- TESTO DA ANALIZZARE -

***

"Stordita col farmaco e violentata": patteggia il patrigno incastrato dal video

L'aveva girato la figliastra dopo i primi abusi fingendosi addormentata: toccherà ora al giudice Ponticelli stabilire se l'anno e dieci mesi concordato sia una pena congrua. Nella foto il Pm Dioni

Marco Dioni

Marco Dioni

Arezzo, 5 dicembre 2018 - Finisce (o almeno i protagonisti sperano che finisca) con un patteggiamento la storia di sesso, droga e videotapes che ai primi di settembre fece scalpore in Valdarno. La pena, un anno e dieci mesi, l’hanno già concordata il Pm Marco Dioni, titolare dell’inchiesta per violenza sessuale, e il patrigno incastrato dalla figliastra con un filmato che documentava gli abusi subiti in stato di incoscienza.

***

- DATI ESTRATTI -
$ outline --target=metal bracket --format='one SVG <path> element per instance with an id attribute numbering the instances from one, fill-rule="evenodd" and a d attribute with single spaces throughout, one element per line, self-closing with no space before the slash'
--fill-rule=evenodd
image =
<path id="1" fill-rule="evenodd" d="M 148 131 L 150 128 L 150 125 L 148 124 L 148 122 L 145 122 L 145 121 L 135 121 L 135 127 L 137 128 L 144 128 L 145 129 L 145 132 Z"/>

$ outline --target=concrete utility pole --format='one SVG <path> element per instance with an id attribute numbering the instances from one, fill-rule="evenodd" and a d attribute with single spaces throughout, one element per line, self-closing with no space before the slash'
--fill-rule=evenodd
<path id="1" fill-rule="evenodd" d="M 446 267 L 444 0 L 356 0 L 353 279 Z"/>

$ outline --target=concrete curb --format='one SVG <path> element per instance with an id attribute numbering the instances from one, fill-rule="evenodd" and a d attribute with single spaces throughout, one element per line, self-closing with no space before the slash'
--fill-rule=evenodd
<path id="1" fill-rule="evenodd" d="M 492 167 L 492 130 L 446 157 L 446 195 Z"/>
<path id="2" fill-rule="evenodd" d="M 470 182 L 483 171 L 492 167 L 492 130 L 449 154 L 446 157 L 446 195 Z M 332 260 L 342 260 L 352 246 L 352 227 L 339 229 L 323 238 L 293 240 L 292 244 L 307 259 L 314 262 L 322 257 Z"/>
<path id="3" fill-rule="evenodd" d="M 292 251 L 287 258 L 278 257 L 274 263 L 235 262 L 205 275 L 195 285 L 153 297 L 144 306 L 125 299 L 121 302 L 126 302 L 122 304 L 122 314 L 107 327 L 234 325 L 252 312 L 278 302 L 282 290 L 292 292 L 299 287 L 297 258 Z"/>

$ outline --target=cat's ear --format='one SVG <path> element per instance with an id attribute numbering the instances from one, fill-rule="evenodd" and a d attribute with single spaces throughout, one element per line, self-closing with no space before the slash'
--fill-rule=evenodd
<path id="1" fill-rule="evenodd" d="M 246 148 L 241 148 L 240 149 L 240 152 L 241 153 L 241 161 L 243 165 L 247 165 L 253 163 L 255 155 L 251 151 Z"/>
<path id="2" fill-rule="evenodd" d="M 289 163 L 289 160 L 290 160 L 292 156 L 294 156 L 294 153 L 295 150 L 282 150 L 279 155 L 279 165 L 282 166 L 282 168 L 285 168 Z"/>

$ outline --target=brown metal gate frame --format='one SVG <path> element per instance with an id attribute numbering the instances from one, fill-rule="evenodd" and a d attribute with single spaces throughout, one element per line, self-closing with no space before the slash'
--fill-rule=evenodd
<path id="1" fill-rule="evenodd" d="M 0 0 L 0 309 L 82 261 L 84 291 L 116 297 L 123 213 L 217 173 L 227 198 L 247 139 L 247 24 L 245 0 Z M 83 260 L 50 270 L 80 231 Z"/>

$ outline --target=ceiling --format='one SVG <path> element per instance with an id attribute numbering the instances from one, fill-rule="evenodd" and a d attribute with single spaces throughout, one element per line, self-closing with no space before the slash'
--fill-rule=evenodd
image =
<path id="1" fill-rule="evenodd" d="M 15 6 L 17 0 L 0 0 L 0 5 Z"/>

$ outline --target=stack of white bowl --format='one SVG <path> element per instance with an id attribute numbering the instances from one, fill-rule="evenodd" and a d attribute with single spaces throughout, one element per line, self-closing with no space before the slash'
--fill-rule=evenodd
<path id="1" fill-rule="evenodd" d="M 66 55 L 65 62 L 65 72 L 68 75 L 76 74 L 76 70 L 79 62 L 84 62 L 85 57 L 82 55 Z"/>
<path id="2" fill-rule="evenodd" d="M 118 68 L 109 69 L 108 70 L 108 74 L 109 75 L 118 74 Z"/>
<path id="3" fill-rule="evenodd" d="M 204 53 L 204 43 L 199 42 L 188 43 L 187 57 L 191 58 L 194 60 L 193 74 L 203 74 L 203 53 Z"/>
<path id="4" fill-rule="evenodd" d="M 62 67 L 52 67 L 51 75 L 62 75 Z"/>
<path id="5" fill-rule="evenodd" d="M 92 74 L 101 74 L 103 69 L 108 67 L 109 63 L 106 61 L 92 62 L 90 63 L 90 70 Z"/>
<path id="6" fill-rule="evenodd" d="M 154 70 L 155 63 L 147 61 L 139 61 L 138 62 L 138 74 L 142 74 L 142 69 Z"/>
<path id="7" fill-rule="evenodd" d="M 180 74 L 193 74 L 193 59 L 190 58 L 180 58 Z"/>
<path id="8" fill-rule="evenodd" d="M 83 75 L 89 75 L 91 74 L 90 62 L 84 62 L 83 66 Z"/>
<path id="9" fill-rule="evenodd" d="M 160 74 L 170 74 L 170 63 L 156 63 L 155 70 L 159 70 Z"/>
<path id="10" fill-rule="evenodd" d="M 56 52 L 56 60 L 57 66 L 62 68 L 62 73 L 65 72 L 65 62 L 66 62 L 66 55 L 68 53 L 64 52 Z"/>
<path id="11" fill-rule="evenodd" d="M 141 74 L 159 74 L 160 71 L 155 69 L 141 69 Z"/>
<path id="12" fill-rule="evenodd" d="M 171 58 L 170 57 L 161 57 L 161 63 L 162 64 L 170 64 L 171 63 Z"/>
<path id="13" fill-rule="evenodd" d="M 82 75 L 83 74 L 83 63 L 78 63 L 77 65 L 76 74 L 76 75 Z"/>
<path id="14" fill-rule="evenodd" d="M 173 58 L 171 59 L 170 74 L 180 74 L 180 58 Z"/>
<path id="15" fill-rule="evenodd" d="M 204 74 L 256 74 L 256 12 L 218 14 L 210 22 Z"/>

***

- ATTIVITÀ DA SVOLGERE -
1. Rispondi a queste domande sull'articolo del patteggiamento del patrigno:
(a) Chi aveva girato il video e in quale modo?
(b) A quale giudice spetta stabilire se la pena è congrua?
(c) Quale pena hanno concordato il Pm e il patrigno?
2. Prosegui l'articolo sul patteggiamento del patrigno, partendo subito dopo l'ultima frase riportata.

- RISPOSTE -
1.
(a) L'aveva girato la figliastra dopo i primi abusi, fingendosi addormentata.
(b) Al giudice Ponticelli.
(c) Un anno e dieci mesi.

2.
Manca ancora il via libera del giudice, che è il Gup Piergiorgio Ponticelli: toccherà a lui dire se la pena è congrua in relazione alle contestazioni oppure se è troppo leggera. Verdetto che arriverà nell’udienza già fissata per l’11 dicembre, fra una settimana. E’ un caso che si dipana in poche settimane nel pieno dell’estate, in una cittadina valdarnese di cui sarà meglio tacere il nome per evitare di rendere riconoscibile la vittima.

Comincia con lei che scopre all’improvviso una malattia genetica per curare la quale i medici prescrivono un farmaco dagli effetti narcolettici. La giovane lo prende, insomma, e cade in uno stato di torpore, del quale avrebbe appunto approfittato il patrigno, un noto commerciante della zona, che con la scusa di assisterla si sarebbe trasferito di peso a casa sua e l’avrebbe a più riprese sottoposta ad attenzioni particolari che si possono riassumere sotto il titolo del reato di violenza sessuale.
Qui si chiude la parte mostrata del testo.